MARRIED FILING JOINTLY
A married couple has the option of filing a joint return. When you file a joint return, you and your spouse’s income is included in the return. You and your spouse sign the return and you are both liable (jointly and individually) for any tax, interest or penalties. This means that after divorce, you and your spouse continue to be liable for tax, interest or penalties due on a joint return for a tax year ending before your divorce. After the due date of your tax return, you and your spouse cannot file separate returns if you previously filed a joint return.
MARRIED FILING SEPARATELY
A married couple also has the option of filing separate tax returns. Each spouse will report his or her income and deductions on a separate tax return. In this case, each spouse is solely liable for any tax, interest or penalties on his or her separate tax return. Filing separate tax returns is usually not advised, since you will often pay a combined higher tax. The IRS permits married couples who filed separately to change their filing status and refile with a joint return so long as certain conditions are met.

Saved data entries
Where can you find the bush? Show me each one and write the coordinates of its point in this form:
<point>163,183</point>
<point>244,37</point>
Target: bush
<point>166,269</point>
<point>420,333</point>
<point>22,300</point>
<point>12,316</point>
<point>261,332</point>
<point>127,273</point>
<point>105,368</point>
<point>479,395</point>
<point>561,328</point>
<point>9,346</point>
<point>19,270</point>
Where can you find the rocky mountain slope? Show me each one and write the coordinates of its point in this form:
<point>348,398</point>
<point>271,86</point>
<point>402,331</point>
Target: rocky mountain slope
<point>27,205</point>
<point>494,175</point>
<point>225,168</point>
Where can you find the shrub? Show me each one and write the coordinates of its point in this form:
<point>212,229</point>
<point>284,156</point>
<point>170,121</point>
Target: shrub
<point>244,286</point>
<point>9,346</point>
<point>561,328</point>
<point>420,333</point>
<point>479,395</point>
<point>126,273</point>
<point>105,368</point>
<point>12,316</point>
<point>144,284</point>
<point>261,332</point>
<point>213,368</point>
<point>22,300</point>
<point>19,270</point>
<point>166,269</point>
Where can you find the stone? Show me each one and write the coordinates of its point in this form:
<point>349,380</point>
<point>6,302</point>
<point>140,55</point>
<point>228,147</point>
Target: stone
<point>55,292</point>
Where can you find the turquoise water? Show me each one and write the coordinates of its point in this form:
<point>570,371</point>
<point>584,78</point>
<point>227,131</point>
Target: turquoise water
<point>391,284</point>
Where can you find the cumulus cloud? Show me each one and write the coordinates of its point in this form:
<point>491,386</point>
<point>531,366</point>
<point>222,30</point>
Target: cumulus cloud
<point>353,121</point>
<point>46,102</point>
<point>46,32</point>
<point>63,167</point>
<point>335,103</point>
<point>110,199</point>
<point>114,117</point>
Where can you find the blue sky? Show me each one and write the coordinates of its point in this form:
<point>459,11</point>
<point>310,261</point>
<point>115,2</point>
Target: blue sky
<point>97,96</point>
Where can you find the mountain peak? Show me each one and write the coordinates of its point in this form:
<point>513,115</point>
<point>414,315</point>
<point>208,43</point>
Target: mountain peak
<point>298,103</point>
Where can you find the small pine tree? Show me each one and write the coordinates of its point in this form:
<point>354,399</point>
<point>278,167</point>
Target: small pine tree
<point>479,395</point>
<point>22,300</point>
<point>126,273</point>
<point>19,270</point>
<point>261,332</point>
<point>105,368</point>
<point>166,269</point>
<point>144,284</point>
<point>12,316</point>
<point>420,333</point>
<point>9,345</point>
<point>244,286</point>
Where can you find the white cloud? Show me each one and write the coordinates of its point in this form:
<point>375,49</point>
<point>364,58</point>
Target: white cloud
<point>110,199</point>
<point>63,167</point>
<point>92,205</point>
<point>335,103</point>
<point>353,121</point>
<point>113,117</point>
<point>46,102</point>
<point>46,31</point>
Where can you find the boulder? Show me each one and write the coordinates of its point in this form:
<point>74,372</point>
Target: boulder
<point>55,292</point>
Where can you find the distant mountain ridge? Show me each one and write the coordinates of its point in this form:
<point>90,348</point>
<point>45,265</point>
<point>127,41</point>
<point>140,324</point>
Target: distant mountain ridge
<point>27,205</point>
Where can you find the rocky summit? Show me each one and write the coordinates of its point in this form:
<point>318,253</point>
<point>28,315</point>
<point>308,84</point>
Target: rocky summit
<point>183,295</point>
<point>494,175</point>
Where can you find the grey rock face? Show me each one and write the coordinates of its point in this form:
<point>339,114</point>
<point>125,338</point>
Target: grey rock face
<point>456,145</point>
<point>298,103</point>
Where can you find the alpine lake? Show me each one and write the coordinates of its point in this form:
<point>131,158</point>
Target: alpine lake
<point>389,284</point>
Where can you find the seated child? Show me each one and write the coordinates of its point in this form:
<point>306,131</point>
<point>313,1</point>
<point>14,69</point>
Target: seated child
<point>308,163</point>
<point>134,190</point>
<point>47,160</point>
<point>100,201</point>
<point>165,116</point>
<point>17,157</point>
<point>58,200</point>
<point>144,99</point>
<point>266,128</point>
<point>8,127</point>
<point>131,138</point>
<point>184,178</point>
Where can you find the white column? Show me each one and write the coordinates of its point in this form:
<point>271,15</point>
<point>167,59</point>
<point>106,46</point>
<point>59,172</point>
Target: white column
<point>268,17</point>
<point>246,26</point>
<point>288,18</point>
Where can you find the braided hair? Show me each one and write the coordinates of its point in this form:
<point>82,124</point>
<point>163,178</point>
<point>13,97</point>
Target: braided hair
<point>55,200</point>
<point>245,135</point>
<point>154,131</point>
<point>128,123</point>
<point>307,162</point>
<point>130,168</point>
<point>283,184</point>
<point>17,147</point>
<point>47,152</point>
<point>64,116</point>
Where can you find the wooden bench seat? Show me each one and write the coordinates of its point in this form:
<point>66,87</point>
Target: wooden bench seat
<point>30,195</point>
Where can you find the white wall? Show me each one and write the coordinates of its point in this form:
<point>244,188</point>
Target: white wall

## [Problem description]
Write the next part of the passage on married filing status, picking up after its final sentence. These rows have no connection to the passage on married filing status.

## [Answer to this problem]
SINGLE
If you are unmarried or considered unmarried, you must file an individual return, unless you qualify as filing as head of household or qualifying widower.
SINGLE – HEAD OF HOUSEHOLD
Head of household is a filing status for unmarried taxpayers who keep up a home for a “Qualifying Person”. Qualifying Persons are typically relatives who must meet special requirements set forth by the IRS. There are unique advantages for filing as head of household:
- You can claim the standard deduction even when your spouse files separately and itemize his or her deductions.
- Your standard deduction is higher than when you file as single or married filing separately.
- You may be able to claim certain credits (e.g. dependent care credit).
- Income limits that reduce the child tax credit or retirement savings are higher than the income limits if you claim a filing status of married filing separately.
In order to file as head of household you must be:
- Unmarried or “considered unmarried” on the last day of the year,
- You paid more than half the cost of keeping up a home for the year, and
- A “qualifying person” lived with you in the home for more than half the year, unless he or she is your dependent parent, in which case, the parent does not have to live with you.
CONCLUSION
After a separation, it can certainly feel like you are single and no longer married, especially when you and your spouse are living apart (and perhaps with new partners) and no longer sharing expenses. But in the eyes of the federal government, you are still married until the day a state court judge makes your divorce final. Thus, you usually cannot file as a single taxpayer while your divorce is pending. Your only options are “married filing jointly” and “married filing separately”.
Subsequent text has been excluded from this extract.